• WHAT YOU ARE ASKED TO DO:
Answer these from the post about success:
(a) Which newspaper ran the headline the post quotes?
(b) What does the quoted headline say?
(c) According to the article, what shapes the building blocks of future endeavors?

Tuesday, March 22, 2016

success ... sort of

A Guardian headline this morning reads:

Running: the art of never being satisfied

Runners have a habit of talking down their achievements, but is that such a bad thing? Perhaps there are benefits to negative thinking

The article sniffs and nudges the realms that the headline suggests. And who could read such a thing and not segue into any other endeavor in life ... setting out to succeed or overcome or return victorious only to look back later (almost immediately) with skepticism, if not an outright sense of failure ... even when the endeavor succeeded.

The article suggests that it is that sense of failure or imperfection that shapes the building blocks of future endeavors: It may not have been perfect last time, but in times yet to come there are successful markers to be passed ... until the latest post-mortem is put in play. This way of looking at things excuses the entire exercise: What the hell, you're just gearing up for another go at things, another go within which elusive "success" may at last be won.

But I wonder if this direction is adequate. It sounds good and it calls individuals to strive and striving is a human capacity worth praising, to hear the 'failure'-prone describe it.

I wonder if there is not something to be said for examining the wispy wiles of 'success.' Does anyone really need 'success' in order to find impetus? Would everyone turn into a gelatinous blob of uncaring stillness if there were no pep rally? If so, what's so bad about that? If not, why not?

• DATA LISTING:

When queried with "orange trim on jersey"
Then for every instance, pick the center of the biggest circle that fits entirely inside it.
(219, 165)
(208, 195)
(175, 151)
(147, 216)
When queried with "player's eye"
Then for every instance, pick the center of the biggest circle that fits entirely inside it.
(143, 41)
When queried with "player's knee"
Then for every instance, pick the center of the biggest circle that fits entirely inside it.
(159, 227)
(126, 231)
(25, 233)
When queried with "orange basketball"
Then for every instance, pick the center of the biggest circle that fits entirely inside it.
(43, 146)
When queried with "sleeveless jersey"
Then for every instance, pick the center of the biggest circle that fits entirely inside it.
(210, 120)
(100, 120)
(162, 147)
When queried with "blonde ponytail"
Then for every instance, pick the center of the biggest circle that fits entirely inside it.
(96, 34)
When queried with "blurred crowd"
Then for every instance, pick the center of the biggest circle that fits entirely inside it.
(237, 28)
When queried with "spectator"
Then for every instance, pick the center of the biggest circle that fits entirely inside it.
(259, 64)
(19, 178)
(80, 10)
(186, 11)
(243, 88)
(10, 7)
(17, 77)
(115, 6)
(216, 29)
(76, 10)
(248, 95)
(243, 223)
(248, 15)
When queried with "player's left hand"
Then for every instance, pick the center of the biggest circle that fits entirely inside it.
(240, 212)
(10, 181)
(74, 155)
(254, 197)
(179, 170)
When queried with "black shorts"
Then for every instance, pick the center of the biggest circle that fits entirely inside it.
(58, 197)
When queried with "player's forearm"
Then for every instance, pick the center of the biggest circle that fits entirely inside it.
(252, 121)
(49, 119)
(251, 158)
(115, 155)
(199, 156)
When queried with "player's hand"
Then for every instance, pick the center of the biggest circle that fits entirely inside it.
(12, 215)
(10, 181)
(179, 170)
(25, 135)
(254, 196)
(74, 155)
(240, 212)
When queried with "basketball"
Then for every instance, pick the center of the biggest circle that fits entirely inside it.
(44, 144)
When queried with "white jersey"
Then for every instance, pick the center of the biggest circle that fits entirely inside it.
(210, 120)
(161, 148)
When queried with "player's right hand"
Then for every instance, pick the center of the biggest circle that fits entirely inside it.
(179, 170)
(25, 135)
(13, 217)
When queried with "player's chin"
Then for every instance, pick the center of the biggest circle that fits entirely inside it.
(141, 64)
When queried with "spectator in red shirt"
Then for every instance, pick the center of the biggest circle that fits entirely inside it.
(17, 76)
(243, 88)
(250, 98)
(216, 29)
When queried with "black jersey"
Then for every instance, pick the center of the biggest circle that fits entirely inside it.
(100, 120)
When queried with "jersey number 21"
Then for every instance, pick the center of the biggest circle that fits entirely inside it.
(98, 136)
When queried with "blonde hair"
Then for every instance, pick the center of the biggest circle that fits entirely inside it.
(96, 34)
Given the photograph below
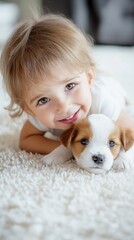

• CORRECT ANSWER:
(a) The Guardian.
(b) "Running: the art of never being satisfied"
(c) The sense of failure or imperfection.